Starting with the first line, output the data exactly through to the end.

DATASET ENTRIES
###

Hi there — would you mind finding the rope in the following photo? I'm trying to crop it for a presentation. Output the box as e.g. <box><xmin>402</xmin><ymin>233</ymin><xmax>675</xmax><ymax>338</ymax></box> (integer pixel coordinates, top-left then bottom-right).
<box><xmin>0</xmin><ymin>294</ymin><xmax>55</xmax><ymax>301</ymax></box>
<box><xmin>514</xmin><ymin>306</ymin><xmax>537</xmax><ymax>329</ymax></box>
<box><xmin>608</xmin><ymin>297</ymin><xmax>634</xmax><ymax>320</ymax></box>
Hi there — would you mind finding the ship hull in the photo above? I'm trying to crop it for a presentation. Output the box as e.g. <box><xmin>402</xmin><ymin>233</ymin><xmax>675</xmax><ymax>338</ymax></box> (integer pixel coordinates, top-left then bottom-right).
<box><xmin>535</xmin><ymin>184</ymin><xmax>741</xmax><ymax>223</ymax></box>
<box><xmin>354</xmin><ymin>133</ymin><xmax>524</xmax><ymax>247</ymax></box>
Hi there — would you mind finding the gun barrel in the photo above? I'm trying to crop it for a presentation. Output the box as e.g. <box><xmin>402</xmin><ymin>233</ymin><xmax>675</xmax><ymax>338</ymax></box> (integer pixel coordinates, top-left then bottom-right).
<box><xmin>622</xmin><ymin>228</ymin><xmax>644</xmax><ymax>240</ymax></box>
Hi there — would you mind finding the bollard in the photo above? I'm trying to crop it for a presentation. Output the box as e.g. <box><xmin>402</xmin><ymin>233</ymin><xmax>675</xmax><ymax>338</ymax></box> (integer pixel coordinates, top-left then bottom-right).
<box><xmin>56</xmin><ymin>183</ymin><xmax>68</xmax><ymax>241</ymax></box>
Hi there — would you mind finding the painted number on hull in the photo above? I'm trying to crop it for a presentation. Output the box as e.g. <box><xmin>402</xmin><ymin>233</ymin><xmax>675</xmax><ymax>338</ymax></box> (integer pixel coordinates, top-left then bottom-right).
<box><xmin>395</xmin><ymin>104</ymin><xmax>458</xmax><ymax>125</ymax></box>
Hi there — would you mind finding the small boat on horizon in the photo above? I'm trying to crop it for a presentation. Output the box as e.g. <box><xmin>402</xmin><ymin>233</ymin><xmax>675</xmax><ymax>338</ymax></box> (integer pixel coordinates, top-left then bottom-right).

###

EXERCISE OUTPUT
Hi there — would you mind finding the rope in the following photo? I'm trying to crop it for a presentation. Output the box as e.g. <box><xmin>402</xmin><ymin>233</ymin><xmax>675</xmax><ymax>338</ymax></box> (integer pixel coordinates, top-left then bottom-right).
<box><xmin>0</xmin><ymin>294</ymin><xmax>55</xmax><ymax>301</ymax></box>
<box><xmin>514</xmin><ymin>306</ymin><xmax>537</xmax><ymax>329</ymax></box>
<box><xmin>608</xmin><ymin>297</ymin><xmax>634</xmax><ymax>320</ymax></box>
Hi there — would you mind finding the ship hull in the photo above? I'm trying to crop it for a presentation. Output the box as e.g. <box><xmin>402</xmin><ymin>233</ymin><xmax>675</xmax><ymax>338</ymax></box> (integer pixel coordinates, top-left then bottom-right).
<box><xmin>535</xmin><ymin>184</ymin><xmax>741</xmax><ymax>223</ymax></box>
<box><xmin>354</xmin><ymin>133</ymin><xmax>524</xmax><ymax>247</ymax></box>
Hi there — would you mind finding the gun barrel in the photo above? I'm trying to crop it for a presentation. Output the box as e.g. <box><xmin>402</xmin><ymin>233</ymin><xmax>675</xmax><ymax>338</ymax></box> (integer pixel coordinates, top-left then bottom-right).
<box><xmin>622</xmin><ymin>228</ymin><xmax>644</xmax><ymax>240</ymax></box>
Hi there — would you mind finding the bollard in the photo above? I'm trying to crop it for a presentation. Output the box as e.g. <box><xmin>402</xmin><ymin>233</ymin><xmax>675</xmax><ymax>338</ymax></box> (integer pixel coordinates, top-left then bottom-right).
<box><xmin>56</xmin><ymin>183</ymin><xmax>68</xmax><ymax>241</ymax></box>
Hi there — would you mind finding the painted number on hull in the photo above? I'm trying to crop it for a presentation. Output the box as e.g. <box><xmin>402</xmin><ymin>233</ymin><xmax>675</xmax><ymax>338</ymax></box> (integer pixel coordinates, top-left then bottom-right).
<box><xmin>395</xmin><ymin>104</ymin><xmax>458</xmax><ymax>125</ymax></box>
Hi there — would you mind finding the small boat on horizon in the photo above? I'm trying to crop it for a presentation. Output the box as e.g. <box><xmin>402</xmin><ymin>233</ymin><xmax>675</xmax><ymax>338</ymax></box> (integer pixel coordinates, top-left then bottom-right).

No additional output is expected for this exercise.